> _Activity_
Copy each line of the entries that contains the word "parked".

> _Material for this exercise_
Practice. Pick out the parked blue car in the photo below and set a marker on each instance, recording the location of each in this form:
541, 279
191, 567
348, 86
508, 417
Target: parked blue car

> _Exercise output_
Practice. Pick out the parked blue car in the photo below and set a marker on each instance, recording the location of each in this form:
Target: parked blue car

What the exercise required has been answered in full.